§ **SELECTED TEXT**
The #1 Thing You Need to Create Breakthrough Results

The #1 Thing You Need to Create Breakthrough Results
This post was published on the now-closed HuffPost Contributor platform. Contributors control their own work and posted freely to our site. If you need to flag this entry as abusive, send us an email.

2015-07-24-1437721230-7611169-shutterstock_114808651.jpg

Getting "clear" on what is the single most important thing that you need to accomplish in the next three years to create breakthrough success is the single most important thing! If you're like the rest of us, short of clear, this post is for you.

The other night I was speaking to a group of talented entrepreneurs in San Francisco on Essentialism, and specifically how to design a life around a few great things rather than falling into the trap of doing a bunch of good things. Afterwards, I was approached by a handful of people who all had the same question: "How do I figure out what is the most important thing for me to accomplish over the next three years? I have no idea where to start." A wicked hard question to answer: I hear it more than any other question, even from the most accomplished individuals. If you can relate, don't feel bad, few people are armed and ready to answer this question with both clarity and confidence.

§ **EXTRACTED DATA**
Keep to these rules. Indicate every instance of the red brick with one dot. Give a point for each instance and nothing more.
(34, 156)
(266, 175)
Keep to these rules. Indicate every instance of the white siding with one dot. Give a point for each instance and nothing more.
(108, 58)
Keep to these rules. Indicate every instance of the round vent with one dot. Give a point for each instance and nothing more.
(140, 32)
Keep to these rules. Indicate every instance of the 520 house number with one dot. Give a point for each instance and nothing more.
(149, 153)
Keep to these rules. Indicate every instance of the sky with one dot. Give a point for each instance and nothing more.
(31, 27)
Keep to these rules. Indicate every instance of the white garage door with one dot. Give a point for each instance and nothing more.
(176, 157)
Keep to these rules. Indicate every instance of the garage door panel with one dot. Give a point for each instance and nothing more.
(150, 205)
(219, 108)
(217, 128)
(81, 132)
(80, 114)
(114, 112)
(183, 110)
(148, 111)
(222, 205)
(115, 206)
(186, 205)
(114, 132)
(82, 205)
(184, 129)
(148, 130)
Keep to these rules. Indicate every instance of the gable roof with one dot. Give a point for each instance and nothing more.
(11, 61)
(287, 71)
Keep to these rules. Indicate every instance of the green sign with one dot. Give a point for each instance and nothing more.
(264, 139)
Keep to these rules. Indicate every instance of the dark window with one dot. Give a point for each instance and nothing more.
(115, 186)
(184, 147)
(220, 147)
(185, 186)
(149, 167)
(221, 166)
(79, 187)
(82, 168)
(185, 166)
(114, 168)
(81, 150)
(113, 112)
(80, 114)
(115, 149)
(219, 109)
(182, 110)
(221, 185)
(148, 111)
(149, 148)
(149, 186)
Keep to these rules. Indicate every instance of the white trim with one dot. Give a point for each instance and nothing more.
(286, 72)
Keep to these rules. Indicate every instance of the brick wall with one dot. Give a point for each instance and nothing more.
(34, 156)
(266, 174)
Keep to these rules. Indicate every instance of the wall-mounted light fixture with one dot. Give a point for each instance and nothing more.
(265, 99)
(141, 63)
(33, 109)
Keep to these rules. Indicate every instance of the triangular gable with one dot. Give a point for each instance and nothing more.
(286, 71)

§ **AIM**
Copy the passage of the breakthrough-results post between "2015-07-24-1437721230-7611169-shutterstock_114808651.jpg" and "is for you.", inclusive.

§ **EXERCISE RESULT**
2015-07-24-1437721230-7611169-shutterstock_114808651.jpg

Getting "clear" on what is the single most important thing that you need to accomplish in the next three years to create breakthrough success is the single most important thing! If you're like the rest of us, short of clear, this post is for you.